### Problem requirements
Repeat each record below exactly as given.

### Available data
○ ○ ○ ○ ○

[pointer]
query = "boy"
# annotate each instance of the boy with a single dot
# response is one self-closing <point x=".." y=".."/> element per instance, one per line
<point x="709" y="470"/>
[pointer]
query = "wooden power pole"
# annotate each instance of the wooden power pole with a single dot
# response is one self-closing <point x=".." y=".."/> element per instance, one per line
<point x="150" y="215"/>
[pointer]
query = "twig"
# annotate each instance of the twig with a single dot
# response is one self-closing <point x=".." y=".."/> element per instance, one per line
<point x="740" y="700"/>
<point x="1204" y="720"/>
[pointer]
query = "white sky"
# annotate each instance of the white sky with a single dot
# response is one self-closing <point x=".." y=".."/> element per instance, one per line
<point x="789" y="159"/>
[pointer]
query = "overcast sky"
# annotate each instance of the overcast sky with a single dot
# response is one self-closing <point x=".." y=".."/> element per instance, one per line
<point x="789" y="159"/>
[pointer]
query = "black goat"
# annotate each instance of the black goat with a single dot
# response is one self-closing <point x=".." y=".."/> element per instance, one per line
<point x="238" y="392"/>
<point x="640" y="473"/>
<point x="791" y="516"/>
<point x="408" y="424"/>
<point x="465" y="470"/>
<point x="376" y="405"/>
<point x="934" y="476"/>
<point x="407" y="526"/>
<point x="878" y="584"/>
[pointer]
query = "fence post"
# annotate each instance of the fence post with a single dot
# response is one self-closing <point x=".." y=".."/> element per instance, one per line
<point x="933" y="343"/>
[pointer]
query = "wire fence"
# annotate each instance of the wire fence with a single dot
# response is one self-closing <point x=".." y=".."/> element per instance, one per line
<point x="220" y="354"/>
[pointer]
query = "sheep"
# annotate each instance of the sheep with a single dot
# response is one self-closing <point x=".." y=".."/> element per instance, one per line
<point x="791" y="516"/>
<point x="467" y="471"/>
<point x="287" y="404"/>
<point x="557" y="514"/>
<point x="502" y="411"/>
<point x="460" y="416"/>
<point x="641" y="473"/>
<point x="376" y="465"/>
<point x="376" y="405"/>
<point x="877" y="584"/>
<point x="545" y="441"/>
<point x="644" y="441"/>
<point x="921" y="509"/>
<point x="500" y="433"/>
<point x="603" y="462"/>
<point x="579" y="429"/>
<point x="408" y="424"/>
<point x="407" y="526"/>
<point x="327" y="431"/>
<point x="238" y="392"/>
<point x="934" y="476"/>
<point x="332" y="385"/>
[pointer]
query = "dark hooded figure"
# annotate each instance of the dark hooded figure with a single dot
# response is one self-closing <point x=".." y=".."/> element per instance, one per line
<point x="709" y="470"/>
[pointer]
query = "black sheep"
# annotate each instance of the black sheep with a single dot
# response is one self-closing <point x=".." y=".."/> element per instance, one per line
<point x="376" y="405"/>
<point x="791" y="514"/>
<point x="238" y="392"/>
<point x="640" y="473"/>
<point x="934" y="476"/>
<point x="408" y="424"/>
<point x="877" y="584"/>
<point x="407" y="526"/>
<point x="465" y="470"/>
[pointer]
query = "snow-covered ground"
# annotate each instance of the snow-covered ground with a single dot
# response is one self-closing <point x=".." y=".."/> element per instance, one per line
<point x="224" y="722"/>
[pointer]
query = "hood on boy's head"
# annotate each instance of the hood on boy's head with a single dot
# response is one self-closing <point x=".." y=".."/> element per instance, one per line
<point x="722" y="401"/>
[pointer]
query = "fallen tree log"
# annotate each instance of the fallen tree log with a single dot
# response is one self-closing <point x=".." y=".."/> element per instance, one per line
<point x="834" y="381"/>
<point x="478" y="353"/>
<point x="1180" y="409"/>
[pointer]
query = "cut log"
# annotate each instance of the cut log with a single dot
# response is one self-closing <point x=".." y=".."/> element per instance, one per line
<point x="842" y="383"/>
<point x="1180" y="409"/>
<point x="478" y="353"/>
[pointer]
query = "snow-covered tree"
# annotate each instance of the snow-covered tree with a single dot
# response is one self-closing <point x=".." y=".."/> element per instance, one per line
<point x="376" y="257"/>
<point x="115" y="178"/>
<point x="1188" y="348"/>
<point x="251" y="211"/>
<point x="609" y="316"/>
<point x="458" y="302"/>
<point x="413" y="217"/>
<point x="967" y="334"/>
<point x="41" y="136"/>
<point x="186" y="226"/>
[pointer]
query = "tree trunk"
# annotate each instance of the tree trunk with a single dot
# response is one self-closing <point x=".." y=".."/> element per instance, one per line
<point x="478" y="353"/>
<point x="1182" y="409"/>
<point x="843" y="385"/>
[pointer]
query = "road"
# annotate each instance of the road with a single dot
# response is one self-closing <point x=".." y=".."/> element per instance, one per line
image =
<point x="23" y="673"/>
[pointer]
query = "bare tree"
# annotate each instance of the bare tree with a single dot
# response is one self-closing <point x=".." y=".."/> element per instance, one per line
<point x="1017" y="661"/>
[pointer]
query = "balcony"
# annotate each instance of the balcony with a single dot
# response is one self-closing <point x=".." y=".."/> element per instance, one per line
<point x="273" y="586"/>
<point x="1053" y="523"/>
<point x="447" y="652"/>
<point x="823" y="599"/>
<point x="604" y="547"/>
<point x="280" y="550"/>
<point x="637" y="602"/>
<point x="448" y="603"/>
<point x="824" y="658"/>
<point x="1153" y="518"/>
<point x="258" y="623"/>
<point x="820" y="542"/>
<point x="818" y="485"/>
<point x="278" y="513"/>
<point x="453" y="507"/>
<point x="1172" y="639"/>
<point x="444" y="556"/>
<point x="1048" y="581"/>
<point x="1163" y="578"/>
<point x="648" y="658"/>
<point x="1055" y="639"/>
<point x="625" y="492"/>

○ ○ ○ ○ ○

### Answer for this exercise
[pointer]
query = "boy"
# annotate each instance of the boy with a single dot
# response is one self-closing <point x=".." y=".."/> element per instance, one per line
<point x="709" y="470"/>
[pointer]
query = "wooden power pole"
# annotate each instance of the wooden power pole with a single dot
# response is one self-closing <point x=".." y=".."/> element per instance, one per line
<point x="150" y="215"/>
[pointer]
query = "twig"
# annotate each instance of the twig with a single dot
# response is one self-closing <point x=".." y=".."/> element per instance, one per line
<point x="740" y="700"/>
<point x="1204" y="720"/>
[pointer]
query = "white sky"
# annotate each instance of the white sky with a single dot
# response is one self-closing <point x=".." y=".."/> element per instance, one per line
<point x="789" y="159"/>
[pointer]
query = "overcast sky"
# annotate each instance of the overcast sky with a single dot
# response is one self-closing <point x=".." y=".."/> element per instance, one per line
<point x="789" y="159"/>
[pointer]
query = "black goat"
# annotate each instance of the black goat with a single dot
# response is one self-closing <point x=".." y=".."/> element per instance, one per line
<point x="238" y="392"/>
<point x="640" y="473"/>
<point x="791" y="516"/>
<point x="408" y="424"/>
<point x="465" y="470"/>
<point x="376" y="405"/>
<point x="934" y="476"/>
<point x="407" y="526"/>
<point x="878" y="584"/>
[pointer]
query = "fence post"
# annotate each instance of the fence post with a single dot
# response is one self-closing <point x=".." y=".."/> element per instance, one per line
<point x="933" y="343"/>
[pointer]
query = "wire fence"
# annotate each instance of the wire fence with a single dot
# response is one self-closing <point x=".." y=".."/> element per instance, one per line
<point x="220" y="354"/>
[pointer]
query = "sheep"
# annotate each instance of the sheep with a single dot
# response is one self-closing <point x=".." y=".."/> element per instance, one per line
<point x="791" y="516"/>
<point x="467" y="471"/>
<point x="287" y="404"/>
<point x="557" y="514"/>
<point x="502" y="411"/>
<point x="460" y="416"/>
<point x="641" y="473"/>
<point x="376" y="465"/>
<point x="376" y="405"/>
<point x="877" y="584"/>
<point x="545" y="441"/>
<point x="644" y="441"/>
<point x="921" y="509"/>
<point x="500" y="433"/>
<point x="603" y="462"/>
<point x="579" y="429"/>
<point x="408" y="424"/>
<point x="407" y="526"/>
<point x="327" y="431"/>
<point x="238" y="392"/>
<point x="934" y="476"/>
<point x="332" y="385"/>
[pointer]
query = "dark hooded figure"
# annotate each instance of the dark hooded figure with a single dot
# response is one self-closing <point x=".." y=".."/> element per instance, one per line
<point x="709" y="470"/>
[pointer]
query = "black sheep"
# annotate each instance of the black sheep with a single dot
# response is one self-closing <point x=".." y=".."/> element per instance, one per line
<point x="376" y="405"/>
<point x="791" y="514"/>
<point x="238" y="392"/>
<point x="640" y="473"/>
<point x="934" y="476"/>
<point x="408" y="424"/>
<point x="877" y="584"/>
<point x="407" y="526"/>
<point x="465" y="470"/>
[pointer]
query = "snow-covered ground"
# annotate each instance of the snow-covered ground with a single dot
# response is one self-closing <point x=".." y=".."/> element per instance, one per line
<point x="224" y="722"/>
[pointer]
query = "hood on boy's head"
# annotate each instance of the hood on boy's head with a single dot
# response is one self-closing <point x=".." y=".."/> element per instance, one per line
<point x="722" y="401"/>
[pointer]
query = "fallen tree log"
# annotate each instance of the fallen tree log with a single dot
# response is one self-closing <point x=".." y=".."/> element per instance, one per line
<point x="834" y="381"/>
<point x="478" y="353"/>
<point x="1180" y="409"/>
[pointer]
query = "cut log"
# annotate each instance of the cut log with a single dot
# response is one self-closing <point x=".." y=".."/> element per instance, one per line
<point x="842" y="383"/>
<point x="1180" y="409"/>
<point x="478" y="353"/>
[pointer]
query = "snow-covered tree"
# annotate each instance of the snow-covered tree with a single dot
# response is one self-closing <point x=".." y=".."/> element per instance, one per line
<point x="376" y="257"/>
<point x="115" y="178"/>
<point x="1188" y="348"/>
<point x="251" y="211"/>
<point x="609" y="316"/>
<point x="458" y="302"/>
<point x="413" y="217"/>
<point x="967" y="334"/>
<point x="41" y="136"/>
<point x="186" y="226"/>
[pointer]
query = "tree trunk"
# annotate each instance of the tree trunk with a single dot
# response is one self-closing <point x=".." y=".."/> element per instance, one per line
<point x="478" y="353"/>
<point x="1182" y="409"/>
<point x="843" y="385"/>
[pointer]
query = "road"
# annotate each instance of the road with a single dot
# response is one self-closing <point x=".." y=".."/> element per instance, one per line
image =
<point x="23" y="673"/>
[pointer]
query = "bare tree"
# annotate each instance of the bare tree with a single dot
# response is one self-closing <point x=".." y=".."/> element per instance, one per line
<point x="1017" y="661"/>
[pointer]
query = "balcony"
# annotate each instance of the balcony with a single dot
# response is one self-closing <point x=".." y=".."/> element per instance, one per line
<point x="273" y="586"/>
<point x="1053" y="523"/>
<point x="447" y="652"/>
<point x="823" y="599"/>
<point x="604" y="547"/>
<point x="280" y="550"/>
<point x="637" y="602"/>
<point x="448" y="603"/>
<point x="824" y="658"/>
<point x="1153" y="518"/>
<point x="258" y="623"/>
<point x="820" y="542"/>
<point x="818" y="485"/>
<point x="278" y="513"/>
<point x="453" y="507"/>
<point x="1172" y="639"/>
<point x="444" y="556"/>
<point x="1048" y="581"/>
<point x="1163" y="578"/>
<point x="648" y="658"/>
<point x="1055" y="639"/>
<point x="625" y="492"/>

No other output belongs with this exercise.